Aufgaben
1. Fasse den Absatz des Textauszugs, der mit „Vorbei am Textorbad“ beginnt, als knappe Stichpunktliste zusammen und behalte dabei die wesentlichen Fakten bei.
2. Gib den Abschnitt des Textauszugs zwischen „Ich wusste ja, dass“ und „Sachsenhausen zuhause ist.“ einschließlich wortgetreu aus.

Textauszug
================

Ich wusste ja, dass Sachsenhausen, oder auch „Dribbdebach“ ein großer Stadtteil ist, in dem es viel zu sehen gibt, also hatte ich von vorneweg zwei Besuche dort eingeplant. Ich brauchte drei. Aber es hat sich gelohnt. Ich starte im Norden des Stadtteils, am Frankfurter Südbahnhof. Das schmucke Empfangsgebäude beherbergt auch ein Bürgerhaus und ein Kulturzentrum, auf dem Diesterwegplatz vor dem Gebäude gibt es einen Wochenmarkt und um die Ecke befindet sich das ehemalige Straßenbahndepot, in dem unter anderem das Bibliothekszentrum Sachsenhausen zuhause ist.

Vorbei am Textorbad an der Textorstraße geht es zum Martha-Wertheimer-Platz, der bis vor einigen Monaten noch Adlhochplatz hieß. Da gegen den bisherigen Namensgeber, Stadtpfarrer Walter Adlhoch, Vergewaltigungsvorwürfe im Raum stehen, hatte sich der Ortsbeirat 5 für eine Namensänderung stark gemacht. Über die Brückenstraße komme ich zum Alten Friedhof, der sich dort von 1508 bis 1869 befand. In der Grünanlage zeugen vereinzelte Grabsteine von dieser Zeit.

================

[Einträge aus einem Punkt-Annotationsdatensatz]

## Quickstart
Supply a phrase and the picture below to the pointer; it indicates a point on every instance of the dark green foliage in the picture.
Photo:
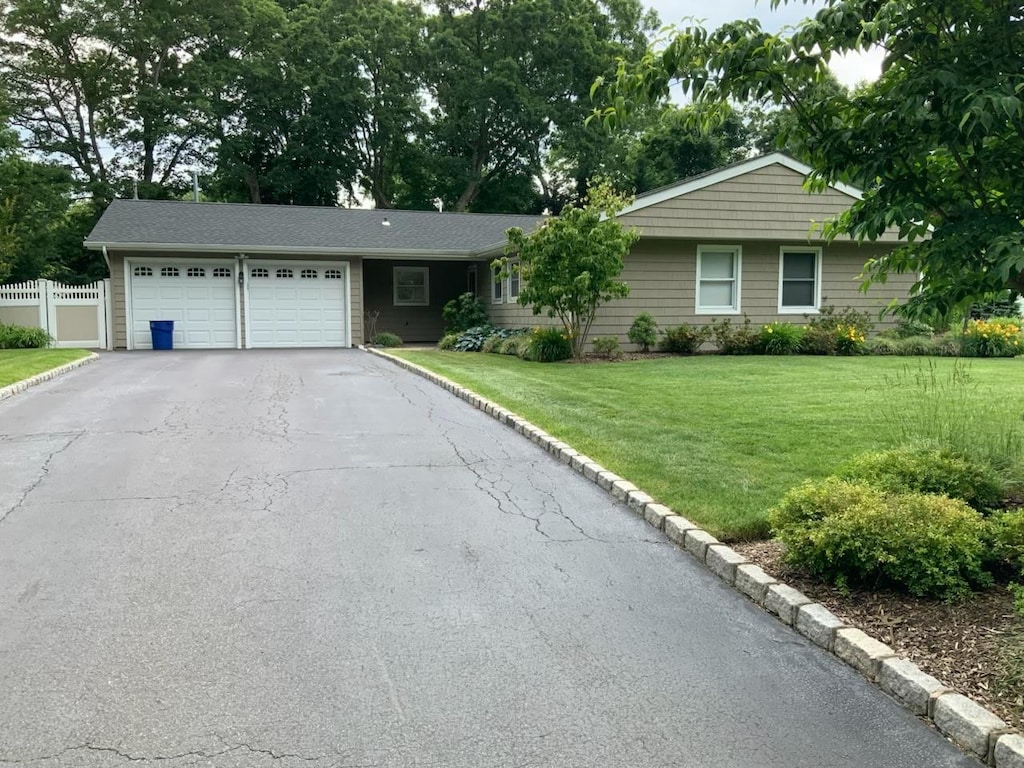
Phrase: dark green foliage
(607, 346)
(549, 345)
(928, 471)
(854, 535)
(780, 338)
(387, 339)
(643, 332)
(19, 337)
(684, 339)
(463, 312)
(742, 339)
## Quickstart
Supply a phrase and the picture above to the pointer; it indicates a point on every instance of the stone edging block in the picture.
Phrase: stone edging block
(19, 386)
(970, 725)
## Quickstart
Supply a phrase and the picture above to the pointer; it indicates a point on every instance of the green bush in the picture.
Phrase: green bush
(464, 312)
(549, 345)
(386, 339)
(729, 339)
(683, 339)
(19, 337)
(607, 346)
(643, 332)
(998, 337)
(854, 535)
(926, 471)
(780, 338)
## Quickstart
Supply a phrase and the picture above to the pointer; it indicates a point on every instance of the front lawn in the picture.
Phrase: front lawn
(16, 365)
(720, 439)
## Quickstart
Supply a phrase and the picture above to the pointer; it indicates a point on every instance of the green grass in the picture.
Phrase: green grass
(16, 365)
(720, 439)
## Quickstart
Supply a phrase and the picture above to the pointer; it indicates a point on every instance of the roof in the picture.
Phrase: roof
(152, 224)
(719, 175)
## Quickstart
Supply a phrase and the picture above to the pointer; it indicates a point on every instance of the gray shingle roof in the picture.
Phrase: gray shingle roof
(228, 226)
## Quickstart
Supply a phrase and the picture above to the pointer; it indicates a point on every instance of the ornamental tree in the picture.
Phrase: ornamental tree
(937, 142)
(569, 266)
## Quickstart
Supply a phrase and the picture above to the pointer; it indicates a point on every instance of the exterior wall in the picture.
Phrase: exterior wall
(119, 291)
(662, 275)
(446, 280)
(769, 203)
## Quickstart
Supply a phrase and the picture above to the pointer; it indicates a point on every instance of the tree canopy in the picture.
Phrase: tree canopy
(937, 142)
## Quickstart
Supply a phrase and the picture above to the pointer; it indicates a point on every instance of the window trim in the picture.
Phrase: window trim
(737, 256)
(425, 271)
(816, 250)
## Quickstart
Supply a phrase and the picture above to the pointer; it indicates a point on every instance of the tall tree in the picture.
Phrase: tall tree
(939, 138)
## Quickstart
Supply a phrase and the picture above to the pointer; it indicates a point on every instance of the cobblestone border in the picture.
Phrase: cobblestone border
(969, 725)
(19, 386)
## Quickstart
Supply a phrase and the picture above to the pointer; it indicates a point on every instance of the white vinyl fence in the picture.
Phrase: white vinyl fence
(74, 315)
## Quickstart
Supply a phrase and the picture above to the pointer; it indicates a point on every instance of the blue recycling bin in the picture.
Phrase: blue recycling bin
(163, 334)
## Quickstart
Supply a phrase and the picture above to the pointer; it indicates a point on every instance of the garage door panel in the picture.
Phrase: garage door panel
(203, 306)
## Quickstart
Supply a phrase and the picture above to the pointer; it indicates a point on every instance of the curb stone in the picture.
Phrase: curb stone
(19, 386)
(968, 724)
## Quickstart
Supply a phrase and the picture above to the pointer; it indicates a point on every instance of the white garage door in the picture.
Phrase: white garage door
(297, 305)
(200, 298)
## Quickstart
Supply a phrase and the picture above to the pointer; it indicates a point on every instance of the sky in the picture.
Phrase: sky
(850, 70)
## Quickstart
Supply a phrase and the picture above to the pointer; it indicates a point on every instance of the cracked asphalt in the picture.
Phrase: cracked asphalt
(314, 558)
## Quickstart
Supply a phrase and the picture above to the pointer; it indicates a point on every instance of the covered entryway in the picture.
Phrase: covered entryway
(201, 298)
(293, 304)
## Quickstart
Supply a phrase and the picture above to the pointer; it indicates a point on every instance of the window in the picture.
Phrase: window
(497, 284)
(411, 286)
(799, 280)
(718, 279)
(513, 292)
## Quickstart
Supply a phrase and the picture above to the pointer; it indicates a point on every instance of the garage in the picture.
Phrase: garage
(297, 304)
(201, 298)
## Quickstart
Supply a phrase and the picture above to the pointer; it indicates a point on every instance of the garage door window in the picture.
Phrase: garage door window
(411, 286)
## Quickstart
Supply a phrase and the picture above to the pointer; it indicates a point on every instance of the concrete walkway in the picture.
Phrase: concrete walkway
(313, 558)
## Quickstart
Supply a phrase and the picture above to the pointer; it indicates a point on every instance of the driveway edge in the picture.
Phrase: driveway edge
(970, 726)
(19, 386)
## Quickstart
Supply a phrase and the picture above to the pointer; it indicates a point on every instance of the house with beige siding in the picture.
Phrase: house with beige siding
(739, 241)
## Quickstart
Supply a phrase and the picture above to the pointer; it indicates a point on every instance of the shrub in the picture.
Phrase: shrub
(731, 339)
(780, 338)
(464, 312)
(683, 339)
(926, 471)
(471, 340)
(833, 332)
(386, 339)
(20, 337)
(549, 345)
(851, 534)
(643, 331)
(998, 337)
(607, 346)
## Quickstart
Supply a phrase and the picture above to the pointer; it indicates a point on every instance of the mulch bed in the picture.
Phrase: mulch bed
(967, 645)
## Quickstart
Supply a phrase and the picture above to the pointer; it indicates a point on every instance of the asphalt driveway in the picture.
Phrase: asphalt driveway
(247, 559)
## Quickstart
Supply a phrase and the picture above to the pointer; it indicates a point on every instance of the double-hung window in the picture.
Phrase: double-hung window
(412, 286)
(799, 280)
(718, 280)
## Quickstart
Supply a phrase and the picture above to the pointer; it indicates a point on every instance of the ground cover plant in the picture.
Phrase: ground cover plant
(16, 365)
(723, 438)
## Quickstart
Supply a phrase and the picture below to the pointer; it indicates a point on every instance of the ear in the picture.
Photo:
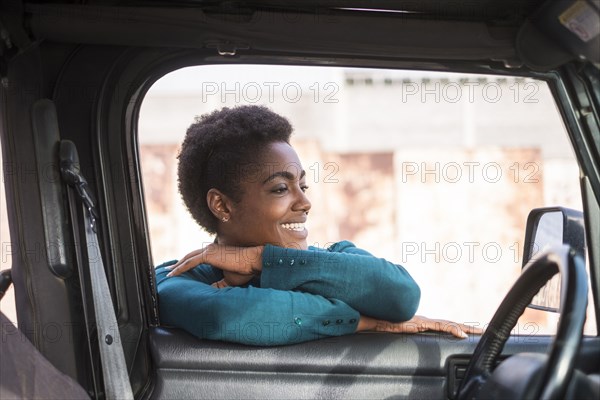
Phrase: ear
(219, 204)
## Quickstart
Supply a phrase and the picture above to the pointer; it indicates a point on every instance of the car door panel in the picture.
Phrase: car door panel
(365, 365)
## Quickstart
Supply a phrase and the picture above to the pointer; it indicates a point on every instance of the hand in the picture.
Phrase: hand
(232, 279)
(418, 324)
(241, 260)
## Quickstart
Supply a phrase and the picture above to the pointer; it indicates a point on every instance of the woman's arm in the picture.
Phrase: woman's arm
(373, 286)
(254, 316)
(370, 285)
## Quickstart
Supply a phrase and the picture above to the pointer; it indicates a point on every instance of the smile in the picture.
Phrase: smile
(293, 226)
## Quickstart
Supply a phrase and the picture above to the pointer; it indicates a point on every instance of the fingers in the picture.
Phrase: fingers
(422, 324)
(220, 284)
(189, 261)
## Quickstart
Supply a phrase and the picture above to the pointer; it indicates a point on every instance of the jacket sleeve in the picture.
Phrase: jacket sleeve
(372, 286)
(250, 315)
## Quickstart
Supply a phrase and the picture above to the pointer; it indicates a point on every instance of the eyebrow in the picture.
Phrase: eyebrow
(284, 174)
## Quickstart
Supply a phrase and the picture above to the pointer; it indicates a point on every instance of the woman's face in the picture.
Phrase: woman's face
(273, 207)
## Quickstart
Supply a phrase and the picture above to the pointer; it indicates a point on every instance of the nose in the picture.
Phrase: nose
(302, 202)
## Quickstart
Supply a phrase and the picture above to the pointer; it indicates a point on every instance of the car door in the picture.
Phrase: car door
(95, 64)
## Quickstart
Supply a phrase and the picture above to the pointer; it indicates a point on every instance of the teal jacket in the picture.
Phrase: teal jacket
(301, 295)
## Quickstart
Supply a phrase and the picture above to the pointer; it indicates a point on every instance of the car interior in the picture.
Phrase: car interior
(76, 85)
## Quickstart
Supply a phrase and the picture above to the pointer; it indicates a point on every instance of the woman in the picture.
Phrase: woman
(260, 283)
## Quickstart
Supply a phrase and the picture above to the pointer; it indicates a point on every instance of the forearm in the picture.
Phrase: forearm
(251, 315)
(371, 285)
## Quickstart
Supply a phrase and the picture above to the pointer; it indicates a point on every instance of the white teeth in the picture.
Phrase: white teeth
(294, 226)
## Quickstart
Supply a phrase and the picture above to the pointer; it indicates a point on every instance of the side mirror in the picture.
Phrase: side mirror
(549, 227)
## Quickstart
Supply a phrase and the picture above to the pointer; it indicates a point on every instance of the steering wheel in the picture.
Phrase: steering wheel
(529, 375)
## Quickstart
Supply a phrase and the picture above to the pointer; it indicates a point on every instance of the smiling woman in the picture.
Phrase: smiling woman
(241, 180)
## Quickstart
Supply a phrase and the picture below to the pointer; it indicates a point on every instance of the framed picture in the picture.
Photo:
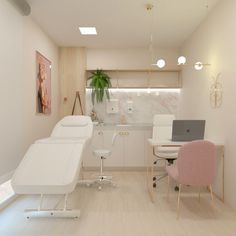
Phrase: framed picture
(43, 84)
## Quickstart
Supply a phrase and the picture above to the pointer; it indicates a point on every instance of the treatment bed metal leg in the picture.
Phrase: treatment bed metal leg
(52, 213)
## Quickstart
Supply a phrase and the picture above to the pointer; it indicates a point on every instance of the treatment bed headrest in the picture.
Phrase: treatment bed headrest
(73, 127)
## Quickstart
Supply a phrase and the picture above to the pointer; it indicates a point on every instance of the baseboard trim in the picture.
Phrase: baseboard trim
(6, 177)
(115, 168)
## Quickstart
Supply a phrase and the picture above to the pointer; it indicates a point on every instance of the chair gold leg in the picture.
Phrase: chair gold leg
(199, 194)
(210, 187)
(168, 190)
(178, 201)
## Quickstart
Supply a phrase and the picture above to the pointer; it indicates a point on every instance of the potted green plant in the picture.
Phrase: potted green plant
(100, 84)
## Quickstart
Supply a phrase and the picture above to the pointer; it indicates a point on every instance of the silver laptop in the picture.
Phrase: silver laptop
(188, 130)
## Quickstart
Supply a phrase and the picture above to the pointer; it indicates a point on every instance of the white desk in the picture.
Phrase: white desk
(165, 143)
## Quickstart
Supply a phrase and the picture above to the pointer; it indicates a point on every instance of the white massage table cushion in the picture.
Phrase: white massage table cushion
(49, 169)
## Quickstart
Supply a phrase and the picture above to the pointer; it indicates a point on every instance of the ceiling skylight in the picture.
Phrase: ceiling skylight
(88, 30)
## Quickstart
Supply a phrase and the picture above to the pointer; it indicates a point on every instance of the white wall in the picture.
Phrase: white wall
(137, 58)
(20, 126)
(214, 42)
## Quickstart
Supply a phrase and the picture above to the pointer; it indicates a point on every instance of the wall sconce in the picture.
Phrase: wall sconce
(216, 92)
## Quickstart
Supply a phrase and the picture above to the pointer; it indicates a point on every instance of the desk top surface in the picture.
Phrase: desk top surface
(156, 142)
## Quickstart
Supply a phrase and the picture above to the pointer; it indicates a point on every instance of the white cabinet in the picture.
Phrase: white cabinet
(128, 150)
(134, 148)
(117, 150)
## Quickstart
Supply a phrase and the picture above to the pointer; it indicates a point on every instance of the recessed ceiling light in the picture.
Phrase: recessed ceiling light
(88, 30)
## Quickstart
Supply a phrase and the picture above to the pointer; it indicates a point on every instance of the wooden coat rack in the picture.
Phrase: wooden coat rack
(77, 96)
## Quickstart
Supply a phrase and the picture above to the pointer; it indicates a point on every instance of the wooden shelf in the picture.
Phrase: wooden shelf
(143, 78)
(136, 70)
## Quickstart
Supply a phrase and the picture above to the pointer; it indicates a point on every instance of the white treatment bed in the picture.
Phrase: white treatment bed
(52, 165)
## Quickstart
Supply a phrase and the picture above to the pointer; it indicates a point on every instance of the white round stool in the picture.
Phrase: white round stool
(102, 154)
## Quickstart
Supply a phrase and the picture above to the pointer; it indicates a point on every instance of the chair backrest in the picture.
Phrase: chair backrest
(162, 126)
(74, 127)
(196, 163)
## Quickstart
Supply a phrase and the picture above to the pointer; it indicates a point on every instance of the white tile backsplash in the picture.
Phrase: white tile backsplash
(144, 105)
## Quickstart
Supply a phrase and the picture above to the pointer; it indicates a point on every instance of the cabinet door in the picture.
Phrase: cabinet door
(134, 143)
(117, 149)
(97, 142)
(147, 135)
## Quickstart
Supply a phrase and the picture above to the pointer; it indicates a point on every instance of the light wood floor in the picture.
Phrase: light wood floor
(125, 211)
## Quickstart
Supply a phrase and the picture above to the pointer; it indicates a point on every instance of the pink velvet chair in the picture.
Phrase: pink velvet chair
(195, 166)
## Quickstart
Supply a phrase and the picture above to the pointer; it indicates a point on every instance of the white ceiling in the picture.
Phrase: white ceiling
(120, 23)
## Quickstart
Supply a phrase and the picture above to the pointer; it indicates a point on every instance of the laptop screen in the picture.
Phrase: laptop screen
(188, 130)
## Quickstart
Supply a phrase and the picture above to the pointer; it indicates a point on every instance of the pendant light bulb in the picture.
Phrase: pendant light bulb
(182, 60)
(161, 63)
(198, 66)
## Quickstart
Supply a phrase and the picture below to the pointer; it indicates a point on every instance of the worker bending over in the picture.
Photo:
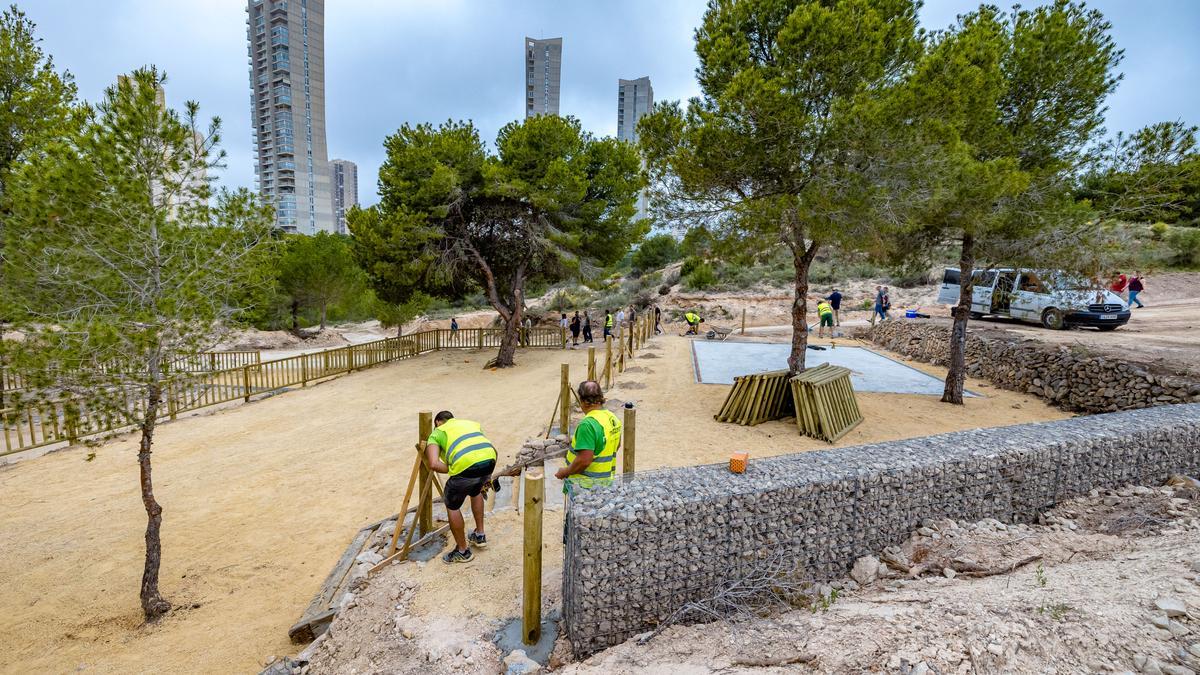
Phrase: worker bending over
(825, 317)
(457, 447)
(592, 459)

================

Ergebnisse
1.
- Weg: am Textorbad an der Textorstraße vorbei zum Martha-Wertheimer-Platz
- Der Platz hieß bis vor einigen Monaten noch Adlhochplatz.
- Gegen den früheren Namensgeber, Stadtpfarrer Walter Adlhoch, stehen Vergewaltigungsvorwürfe im Raum. Deshalb hatte sich der Ortsbeirat 5 für eine Umbenennung eingesetzt.
- Über die Brückenstraße geht es weiter zum Alten Friedhof, der dort von 1508 bis 1869 bestand.
- In der Grünanlage erinnern vereinzelte Grabsteine an diese Zeit.

2.
Ich wusste ja, dass Sachsenhausen, oder auch „Dribbdebach“ ein großer Stadtteil ist, in dem es viel zu sehen gibt, also hatte ich von vorneweg zwei Besuche dort eingeplant. Ich brauchte drei. Aber es hat sich gelohnt. Ich starte im Norden des Stadtteils, am Frankfurter Südbahnhof. Das schmucke Empfangsgebäude beherbergt auch ein Bürgerhaus und ein Kulturzentrum, auf dem Diesterwegplatz vor dem Gebäude gibt es einen Wochenmarkt und um die Ecke befindet sich das ehemalige Straßenbahndepot, in dem unter anderem das Bibliothekszentrum Sachsenhausen zuhause ist.